● FAÇA O SEGUINTE:
• 1. Redigite o trecho do texto sobre o Palestra Itália e o fascismo que vai de "Palmeiras Ditadura" a "de outros pesquisadores?".
• 2. De acordo com o texto sobre o Palestra Itália e o fascismo, em que se apoia a associação do Palmeiras a valores fascistas feita por torcedores rivais? Explique em uma a três frases.
• 3. Dê a continuação da entrevista sobre o Palestra Itália e o fascismo a partir do ponto em que ela para.

● TEXTO DADO:
-=-=-=-=-

Desde o título brasileiro do Palmeiras em 2018, quando foi autorizada a presença do então recém-eleito presidente da República no Allianz Parque, tornou-se ainda mais comum, por parte de torcedores rivais, a associação do clube a valores fascistas. A base para esse “argumento” está na origem italiana da instituição, fundada por imigrantes em 1914.

Envolvido com a luta de coletivos progressistas palmeirenses e instigado por essa questão, o historiador Micael Zaramella decidiu pesquisar a presença de fascistas e antifascistas no Palestra Itália nas primeiras décadas do século XX. Sua dissertação de mestrado, intitulada “O Palestra Itália em disputa: fascismo, antifascismo e futebol em São Paulo (1923-1945)”, foi defendida em 2021 no programa de História Social da Faculdade de Filosofia e Ciências Humanas da Universidade de São Paulo (FFLCH-USP).

Em entrevista ao Ludopédio, realizada pela jornalista e antropóloga Mariana Mandelli, Micael fala sobre as tensões políticas do clube à época, sem deixar de trazer esse debate para o presente e refletir sobre revisionismo histórico, “esquerdoclubismo” e torcer como um ato político.

Esta é a segunda parte da entrevista (leia a primeira parte). A terceira parte será publicada na próxima quarta-feira.

Palmeiras Ditadura
Torcedores do Palmeiras se reúnem na Praça do Ciclista, na Avenida Paulista, em SP, com bandeiras “pela vida e democracia” e “ditadura nunca mais”. Foto: @draomcqueen/@paviojor

 

Como você encarou a bibliografia existente sobre o Palestra Itália, considerando outras pesquisas publicadas que tangenciavam a relação entre a instituição e o pensamento fascista? Como você criticou e analisou os achados de outros pesquisadores?

Perfeito. Bom, em relação à bibliografia, na verdade houve uma série de autores que eu optei por recorrer para tentar, em algum sentido, fundamentar a abordagem da discussão, sempre pensando na questão do fascismo e do antifascismo. Essa foi minha escolha em vez de pegar emprestada essa discussão da forma como ela foi feita por outros historiadores, inclusive historiadores do futebol cujo trabalho eu respeito muito, como o João Paulo Streapco[1] e o Alfredo Oscar Salum[2], que colocaram essas questões em relação ao Palestra Itália.

-=-=-=-=-

● LINHAS:
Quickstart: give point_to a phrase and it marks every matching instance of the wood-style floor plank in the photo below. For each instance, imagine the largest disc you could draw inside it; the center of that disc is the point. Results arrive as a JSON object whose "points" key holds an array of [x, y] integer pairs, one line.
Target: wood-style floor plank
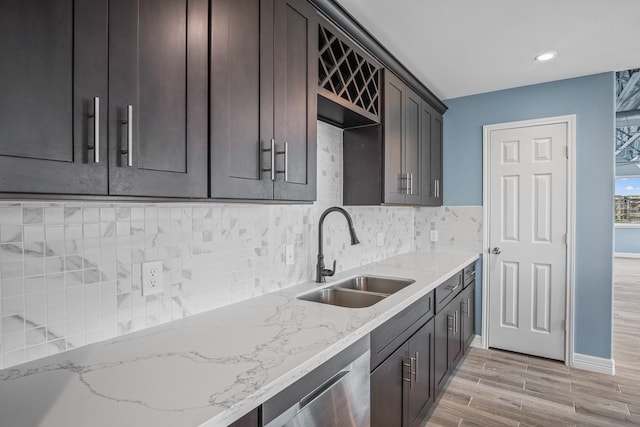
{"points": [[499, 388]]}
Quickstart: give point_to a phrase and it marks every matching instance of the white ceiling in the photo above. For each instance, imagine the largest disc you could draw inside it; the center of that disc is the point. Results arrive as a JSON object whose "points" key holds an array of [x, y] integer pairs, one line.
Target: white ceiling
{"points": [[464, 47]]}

-=-=-=-=-

● RESPOSTAS POR TAREFA:
• 1.
Palmeiras Ditadura
Torcedores do Palmeiras se reúnem na Praça do Ciclista, na Avenida Paulista, em SP, com bandeiras “pela vida e democracia” e “ditadura nunca mais”. Foto: @draomcqueen/@paviojor

 

Como você encarou a bibliografia existente sobre o Palestra Itália, considerando outras pesquisas publicadas que tangenciavam a relação entre a instituição e o pensamento fascista? Como você criticou e analisou os achados de outros pesquisadores?

• 2. Essa associação se apoia na origem italiana do clube, fundado por imigrantes em 1914. Segundo o texto, ela ficou ainda mais comum desde o título brasileiro de 2018, quando foi autorizada a presença do então recém-eleito presidente da República no Allianz Parque.

• 3.
Como eu não queria pegar emprestada a leitura deles sobre fascismo, recorri à bibliografia especializada para pensar fascismo e antifascismo italiano no Brasil, usando autores como o João Fábio Bertonha[3], que é o maior estudioso que temos sobre esse tema. Recorri aos conceitos que ele propõe, como o conceito de fascismo difuso, que uso para pensar de que maneira a simpatia pelo fascismo se manifestava nas condições específicas dessa coletividade italiana.

O João Fábio Bertonha oferece um repertório conceitual bem rico para a gente entender as próprias contradições que ali existiam, como por exemplo italianos que pareciam “fascistas de carteirinha” e no da seguinte mudavam de lado. Também usei o conceito de afascismo, que está na obra do Angelo Trento[4], um grande estudioso da imigração italiana no Brasil.

Então usei a bibliografia sobre imigração italiana no Brasil, sobre fascismo e antifascismo, sobre lutas sociais nesse contexto e também a bibliografia sobre futebol, justamente para pensar o contexto futebolístico e, depois de forma mais específica, o Palestra Itália, colocando para conversar todas essas bibliografias. Eu acho interessante porque uma consegue apontar – e também dá conta – das limitações da outra. Por exemplo: muitas vezes a bibliografia sobre imigração ou sobre a questão do fascismo e do antifascismo trata de forma um pouco genérica ou generalizante a questão das associações e das agremiações. As citações que existem sobre o Palestra Itália nessa bibliografia são muito de passada, muito rápidas. Em nenhum momento existiu uma análise aprofundada do clube sendo feita por esses autores que pensaram imigração, fascismo e antifascismo, embora o clube seja citado às vezes como exemplo de uma ou outra situação. Daí eu recorri, por exemplo, ao José Renato de Campos Araújo[5] e ao Alfredo Salum, que estudaram a fundo o clube de Palestra Itália.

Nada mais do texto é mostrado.